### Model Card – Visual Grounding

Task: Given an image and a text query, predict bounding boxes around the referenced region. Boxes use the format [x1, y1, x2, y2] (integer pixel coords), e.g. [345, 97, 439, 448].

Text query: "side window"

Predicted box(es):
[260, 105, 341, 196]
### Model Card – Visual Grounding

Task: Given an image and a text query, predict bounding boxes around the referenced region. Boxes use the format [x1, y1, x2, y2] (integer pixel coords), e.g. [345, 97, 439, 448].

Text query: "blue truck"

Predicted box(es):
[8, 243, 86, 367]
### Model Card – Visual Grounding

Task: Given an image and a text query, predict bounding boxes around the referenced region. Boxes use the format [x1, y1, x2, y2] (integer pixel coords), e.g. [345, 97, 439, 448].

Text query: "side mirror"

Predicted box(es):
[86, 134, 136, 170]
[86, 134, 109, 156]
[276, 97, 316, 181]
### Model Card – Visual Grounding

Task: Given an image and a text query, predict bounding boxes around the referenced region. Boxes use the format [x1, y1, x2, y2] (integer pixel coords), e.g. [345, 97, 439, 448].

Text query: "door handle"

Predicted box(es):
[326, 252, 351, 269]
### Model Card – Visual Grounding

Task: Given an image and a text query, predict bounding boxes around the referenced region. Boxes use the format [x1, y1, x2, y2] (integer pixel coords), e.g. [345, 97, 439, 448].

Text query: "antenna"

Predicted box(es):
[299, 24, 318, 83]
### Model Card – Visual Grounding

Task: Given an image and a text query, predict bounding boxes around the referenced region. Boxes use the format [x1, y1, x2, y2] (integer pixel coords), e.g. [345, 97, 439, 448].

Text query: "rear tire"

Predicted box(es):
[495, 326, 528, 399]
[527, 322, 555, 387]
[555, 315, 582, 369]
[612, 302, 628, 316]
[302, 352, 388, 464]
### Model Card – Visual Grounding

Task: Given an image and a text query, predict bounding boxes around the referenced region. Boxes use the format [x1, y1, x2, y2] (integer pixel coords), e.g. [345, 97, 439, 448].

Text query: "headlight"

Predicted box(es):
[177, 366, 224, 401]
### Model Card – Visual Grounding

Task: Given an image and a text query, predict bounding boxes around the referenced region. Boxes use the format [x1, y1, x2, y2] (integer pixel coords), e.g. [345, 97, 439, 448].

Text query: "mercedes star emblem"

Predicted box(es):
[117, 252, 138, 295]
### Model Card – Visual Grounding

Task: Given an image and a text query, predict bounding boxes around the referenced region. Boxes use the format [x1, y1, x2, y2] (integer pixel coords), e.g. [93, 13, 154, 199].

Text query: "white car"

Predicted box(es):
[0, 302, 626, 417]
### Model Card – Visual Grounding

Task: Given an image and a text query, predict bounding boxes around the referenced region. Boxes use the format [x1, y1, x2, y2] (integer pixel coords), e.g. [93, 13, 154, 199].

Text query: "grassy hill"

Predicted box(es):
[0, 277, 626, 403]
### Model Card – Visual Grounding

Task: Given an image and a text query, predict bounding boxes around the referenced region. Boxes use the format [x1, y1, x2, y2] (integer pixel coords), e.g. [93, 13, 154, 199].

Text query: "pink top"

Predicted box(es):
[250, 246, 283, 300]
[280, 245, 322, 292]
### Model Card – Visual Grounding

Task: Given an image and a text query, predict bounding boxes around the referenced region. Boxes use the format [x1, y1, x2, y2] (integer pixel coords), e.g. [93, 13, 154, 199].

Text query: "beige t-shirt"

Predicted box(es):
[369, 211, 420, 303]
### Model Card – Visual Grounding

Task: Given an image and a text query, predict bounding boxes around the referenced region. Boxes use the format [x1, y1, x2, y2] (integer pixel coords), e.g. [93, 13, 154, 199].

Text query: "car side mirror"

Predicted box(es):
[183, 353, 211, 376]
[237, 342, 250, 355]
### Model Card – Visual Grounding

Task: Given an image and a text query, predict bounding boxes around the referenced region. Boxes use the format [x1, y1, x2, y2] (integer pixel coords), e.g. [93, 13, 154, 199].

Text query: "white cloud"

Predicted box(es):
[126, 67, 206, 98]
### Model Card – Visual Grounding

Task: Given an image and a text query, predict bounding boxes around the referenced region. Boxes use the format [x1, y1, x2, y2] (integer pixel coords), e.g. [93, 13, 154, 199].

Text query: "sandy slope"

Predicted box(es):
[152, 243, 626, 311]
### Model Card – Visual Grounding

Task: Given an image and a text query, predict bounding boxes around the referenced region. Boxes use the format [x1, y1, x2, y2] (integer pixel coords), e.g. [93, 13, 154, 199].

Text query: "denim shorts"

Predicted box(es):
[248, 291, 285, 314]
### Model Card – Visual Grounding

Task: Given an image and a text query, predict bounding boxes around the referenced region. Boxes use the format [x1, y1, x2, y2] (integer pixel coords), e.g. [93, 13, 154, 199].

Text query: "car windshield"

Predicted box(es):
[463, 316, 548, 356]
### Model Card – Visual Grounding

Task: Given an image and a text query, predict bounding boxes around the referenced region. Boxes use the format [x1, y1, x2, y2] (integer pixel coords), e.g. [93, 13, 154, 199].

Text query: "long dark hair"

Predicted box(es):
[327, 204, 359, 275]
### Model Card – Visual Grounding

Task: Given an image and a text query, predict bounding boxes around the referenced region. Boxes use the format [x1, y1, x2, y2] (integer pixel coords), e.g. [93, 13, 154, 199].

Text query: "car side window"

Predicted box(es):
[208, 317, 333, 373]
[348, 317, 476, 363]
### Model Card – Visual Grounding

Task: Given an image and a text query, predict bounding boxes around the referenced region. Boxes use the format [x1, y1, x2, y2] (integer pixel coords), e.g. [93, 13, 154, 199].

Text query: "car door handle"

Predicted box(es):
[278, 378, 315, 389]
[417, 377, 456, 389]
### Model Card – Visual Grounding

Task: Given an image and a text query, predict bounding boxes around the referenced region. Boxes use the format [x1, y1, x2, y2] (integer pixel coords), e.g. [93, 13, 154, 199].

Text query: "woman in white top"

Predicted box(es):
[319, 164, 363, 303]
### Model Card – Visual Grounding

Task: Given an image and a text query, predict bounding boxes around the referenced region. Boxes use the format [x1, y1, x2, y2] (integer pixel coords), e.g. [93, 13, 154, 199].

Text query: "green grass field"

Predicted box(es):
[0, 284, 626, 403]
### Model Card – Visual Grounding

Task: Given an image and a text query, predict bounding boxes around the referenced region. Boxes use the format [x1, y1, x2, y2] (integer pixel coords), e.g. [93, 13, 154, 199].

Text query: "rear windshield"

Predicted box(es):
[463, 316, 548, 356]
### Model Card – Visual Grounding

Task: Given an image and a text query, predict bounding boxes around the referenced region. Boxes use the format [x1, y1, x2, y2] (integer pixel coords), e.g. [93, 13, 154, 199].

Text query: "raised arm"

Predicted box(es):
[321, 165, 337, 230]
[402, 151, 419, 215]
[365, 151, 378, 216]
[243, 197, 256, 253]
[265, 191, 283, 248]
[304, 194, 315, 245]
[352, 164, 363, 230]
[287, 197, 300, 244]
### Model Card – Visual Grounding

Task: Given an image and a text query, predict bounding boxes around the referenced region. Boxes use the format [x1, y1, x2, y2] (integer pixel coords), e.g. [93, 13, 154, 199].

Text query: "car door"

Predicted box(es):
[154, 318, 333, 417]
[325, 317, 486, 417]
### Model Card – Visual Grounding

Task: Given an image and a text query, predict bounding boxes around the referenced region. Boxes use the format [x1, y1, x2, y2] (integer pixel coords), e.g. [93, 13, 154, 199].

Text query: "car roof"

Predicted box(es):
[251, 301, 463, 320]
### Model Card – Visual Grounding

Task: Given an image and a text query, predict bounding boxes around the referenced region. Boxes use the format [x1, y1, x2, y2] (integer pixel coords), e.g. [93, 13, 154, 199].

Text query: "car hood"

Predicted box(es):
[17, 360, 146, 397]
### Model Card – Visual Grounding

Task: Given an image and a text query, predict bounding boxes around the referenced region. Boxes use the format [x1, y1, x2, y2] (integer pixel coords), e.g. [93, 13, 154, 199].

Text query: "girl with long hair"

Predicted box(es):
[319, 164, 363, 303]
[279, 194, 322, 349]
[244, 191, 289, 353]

########################################

Reproduce the entries word for word, from their first line through the line containing "[260, 105, 341, 196]", with that line included.

* Solution below
### Model Card – Visual Grounding

Task: Given an image and a text query, predict bounding boxes around the referenced region. Boxes use the format [x1, y1, x2, y2] (integer pixel coords), e.g. [345, 97, 439, 448].

Text query: "side window"

Predicted box(es):
[260, 105, 341, 196]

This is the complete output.